[SUPPLIED PASSAGE]
Thinking back over our MDM implementations over the years, it is easy to see the data distribution network becoming wider. As a matter of fact, master data distribution is usually the most time-intensive and unwieldy part of an MDM implementation anymore. The blockchain removes overhead, costs and unreliability from authenticated peer-to-peer network partner transactions involving data exchange. It can support one of the big challenges of MDM with governed, bi-directional synchronization of master data between the blockchain and enterprise MDM.
Another core MDM challenge is arriving at the “single version of the truth”. It’s elusive even with MDM because everyone must tacitly agree to the process used to instantiate the data in the first place. While many MDM practitioners go to great lengths to utilize the data rules from a data governance process, it is still a process subject to criticism. The consensus that blockchain can achieve is a governance proxy for that elusive “single version of the truth” by achieving group consensus for trust as well as full lineage of data.
Blockchain enables the major components and tackles the major challenges in MDM.
Blockchain provides a distributed database, as opposed to a centralized hub, that can store data that is certified, and for perpetuity. By storing timestamped and linked blocks, the blockchain is unalterable and permanent. Though not for low latency transactions yet, transactions involving master data, such as financial settlements, are ideal for blockchain and can be sped up by an order of magnitude since blockchain removes the grist in a normal process.
[/SUPPLIED PASSAGE]
[EXCERPTED RECORDS]
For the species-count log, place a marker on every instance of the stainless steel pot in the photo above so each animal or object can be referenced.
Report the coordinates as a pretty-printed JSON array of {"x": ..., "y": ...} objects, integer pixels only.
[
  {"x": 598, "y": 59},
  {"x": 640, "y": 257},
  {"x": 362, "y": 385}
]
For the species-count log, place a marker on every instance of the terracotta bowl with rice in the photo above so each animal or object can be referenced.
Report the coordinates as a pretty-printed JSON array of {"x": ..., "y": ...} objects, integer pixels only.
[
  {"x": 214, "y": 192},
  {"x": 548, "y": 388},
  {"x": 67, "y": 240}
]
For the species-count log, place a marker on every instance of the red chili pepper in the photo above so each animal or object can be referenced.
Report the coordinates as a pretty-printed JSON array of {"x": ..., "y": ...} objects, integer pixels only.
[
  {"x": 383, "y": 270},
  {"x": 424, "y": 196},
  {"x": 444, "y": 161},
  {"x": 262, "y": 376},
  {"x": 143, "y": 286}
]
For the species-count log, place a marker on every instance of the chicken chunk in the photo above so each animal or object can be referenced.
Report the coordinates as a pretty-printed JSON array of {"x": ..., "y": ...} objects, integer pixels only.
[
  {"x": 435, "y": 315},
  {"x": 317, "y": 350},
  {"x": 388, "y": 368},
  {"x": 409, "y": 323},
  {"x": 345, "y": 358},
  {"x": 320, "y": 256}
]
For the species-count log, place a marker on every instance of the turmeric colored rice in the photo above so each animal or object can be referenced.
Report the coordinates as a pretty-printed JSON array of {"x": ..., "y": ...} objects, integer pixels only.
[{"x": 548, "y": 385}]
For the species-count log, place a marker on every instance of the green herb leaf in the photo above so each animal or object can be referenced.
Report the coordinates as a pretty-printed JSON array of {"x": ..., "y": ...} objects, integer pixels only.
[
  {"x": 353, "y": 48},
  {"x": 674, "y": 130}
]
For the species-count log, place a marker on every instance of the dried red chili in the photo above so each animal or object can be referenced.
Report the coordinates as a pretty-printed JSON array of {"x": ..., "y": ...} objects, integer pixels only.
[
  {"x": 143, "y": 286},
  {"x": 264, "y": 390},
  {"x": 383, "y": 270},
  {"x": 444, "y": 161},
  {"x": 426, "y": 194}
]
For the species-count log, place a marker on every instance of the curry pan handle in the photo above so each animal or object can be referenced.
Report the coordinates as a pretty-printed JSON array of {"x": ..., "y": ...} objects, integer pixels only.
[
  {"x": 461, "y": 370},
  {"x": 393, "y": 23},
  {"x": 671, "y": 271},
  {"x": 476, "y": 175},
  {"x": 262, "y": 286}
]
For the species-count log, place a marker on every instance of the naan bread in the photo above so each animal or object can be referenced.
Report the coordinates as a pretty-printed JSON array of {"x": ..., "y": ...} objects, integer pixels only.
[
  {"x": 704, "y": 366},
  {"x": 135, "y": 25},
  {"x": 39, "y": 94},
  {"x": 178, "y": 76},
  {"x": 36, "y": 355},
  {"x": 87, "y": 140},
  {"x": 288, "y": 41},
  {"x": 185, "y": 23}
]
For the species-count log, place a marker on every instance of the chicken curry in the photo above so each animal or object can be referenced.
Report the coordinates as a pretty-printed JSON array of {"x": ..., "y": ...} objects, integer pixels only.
[/EXCERPTED RECORDS]
# [ACTIVITIES]
- 1) Repeat the part of the blockchain and master data management text from "Blockchain provides a" up to and including "a normal process.".
- 2) Go on with the text on blockchain and master data management, starting after its last sentence.
The entries have nothing to do with the text on blockchain and master data management.

# [TASK RESULTS]
- 1)
Blockchain provides a distributed database, as opposed to a centralized hub, that can store data that is certified, and for perpetuity. By storing timestamped and linked blocks, the blockchain is unalterable and permanent. Though not for low latency transactions yet, transactions involving master data, such as financial settlements, are ideal for blockchain and can be sped up by an order of magnitude since blockchain removes the grist in a normal process.

- 2)
Blockchain uses pre-defined rules that act as gatekeepers of data quality and governs the way in which data is utilized. Blockchains can be deployed publicly (like bitcoin) or internally (like an implementation of Hyperledger). There could be a blockchain per subject area (like customer or product) in the implementation. MDM will begin by utilizing these internal blockchain networks, also known as Distributed Ledger Technology, though utilization of public blockchains are inevitable.
A shared master data ledger beyond company boundaries can, for example, contain common and agreed master data including public company information and common contract clauses with only counterparties able to see the content and destination of the communication.
Hyperledger is quickly becoming the standard for open source blockchain. Hyperledger is hosted by The Linux Foundation. IBM, with the Hyperledger Fabric, is establishing the framework for blockchain in the enterprise. Supporting master data management with a programmable interface for confidential transactions over a permissioned network is becoming a key inflection point for blockchain and Hyperledger.
Data management is about right data at the right time and master data is fundamental to great data management, which is why centralized approaches like the discipline of master data management has taken center stage. MDM can utilize the blockchain for distribution and governance and blockchain can clearly utilize the great master data produced by MDM. Blockchain data needs data governance like any data. This data actually needs it more given its importance on the network.
MDM and blockchain are going to be intertwined now. It enables the key components of establishing and distributing the single version of the truth of data. Blockchain enables trusted, governed data. It integrates this data across broad networks. It prevents duplication and provides data lineage.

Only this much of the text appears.